- AIM -
Report each line in the items below that contains the string "graphic". Case counts.

-------- GIVEN ENTRIES

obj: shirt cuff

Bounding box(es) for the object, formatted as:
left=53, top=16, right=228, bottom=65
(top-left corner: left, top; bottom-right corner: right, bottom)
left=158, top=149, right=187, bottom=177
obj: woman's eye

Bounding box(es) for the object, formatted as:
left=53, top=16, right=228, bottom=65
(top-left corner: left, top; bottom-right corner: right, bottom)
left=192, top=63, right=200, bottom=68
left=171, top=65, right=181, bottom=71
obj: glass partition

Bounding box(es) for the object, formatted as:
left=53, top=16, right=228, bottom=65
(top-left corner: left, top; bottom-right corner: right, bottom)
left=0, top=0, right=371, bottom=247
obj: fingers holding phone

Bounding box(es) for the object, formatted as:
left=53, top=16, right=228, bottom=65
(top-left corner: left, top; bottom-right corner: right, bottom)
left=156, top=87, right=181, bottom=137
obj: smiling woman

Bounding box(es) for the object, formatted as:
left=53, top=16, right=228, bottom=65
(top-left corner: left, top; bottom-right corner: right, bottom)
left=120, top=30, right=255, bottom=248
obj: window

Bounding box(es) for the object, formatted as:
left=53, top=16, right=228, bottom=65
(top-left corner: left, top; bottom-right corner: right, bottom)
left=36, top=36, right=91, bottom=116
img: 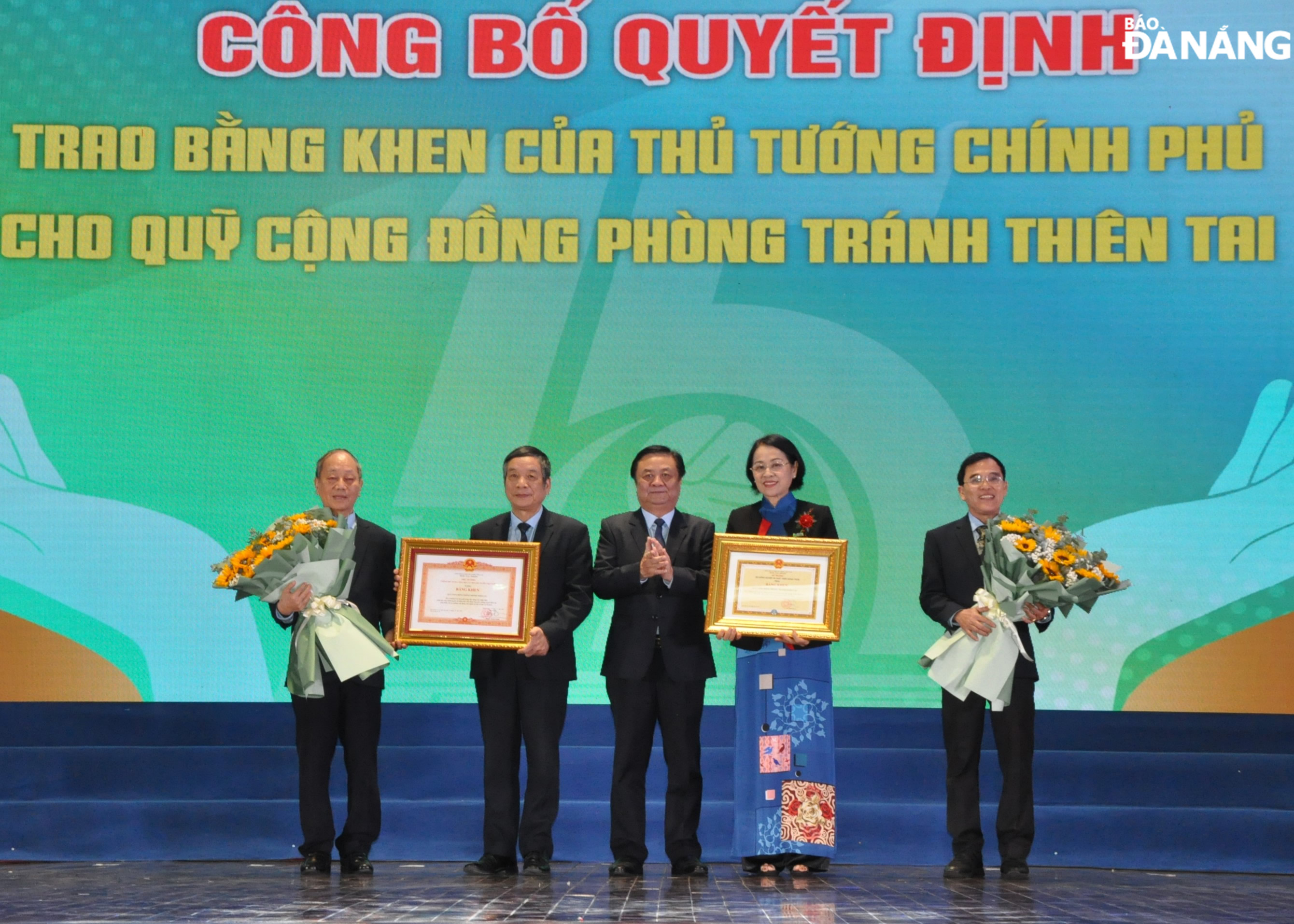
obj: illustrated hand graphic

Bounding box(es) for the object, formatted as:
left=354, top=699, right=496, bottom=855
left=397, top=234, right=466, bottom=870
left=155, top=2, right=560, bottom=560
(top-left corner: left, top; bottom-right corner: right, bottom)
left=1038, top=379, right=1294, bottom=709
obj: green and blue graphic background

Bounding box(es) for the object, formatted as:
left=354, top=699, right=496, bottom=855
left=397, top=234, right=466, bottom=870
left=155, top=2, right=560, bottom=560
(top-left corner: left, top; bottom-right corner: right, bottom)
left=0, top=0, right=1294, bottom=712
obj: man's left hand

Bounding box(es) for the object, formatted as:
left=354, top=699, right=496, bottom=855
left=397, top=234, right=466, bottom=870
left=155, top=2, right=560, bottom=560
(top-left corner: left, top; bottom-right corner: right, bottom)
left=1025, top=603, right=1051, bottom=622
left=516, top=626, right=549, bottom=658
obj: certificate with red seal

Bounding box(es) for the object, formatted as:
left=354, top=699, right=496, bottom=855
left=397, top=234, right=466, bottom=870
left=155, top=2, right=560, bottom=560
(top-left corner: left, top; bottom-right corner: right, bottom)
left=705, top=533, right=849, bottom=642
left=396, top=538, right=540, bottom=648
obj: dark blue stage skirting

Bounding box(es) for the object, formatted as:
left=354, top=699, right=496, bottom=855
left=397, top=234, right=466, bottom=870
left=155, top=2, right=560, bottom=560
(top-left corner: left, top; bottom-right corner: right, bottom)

----------------

- ANSWER BELOW -
obj: illustrated hand graphic
obj: green and blue graphic background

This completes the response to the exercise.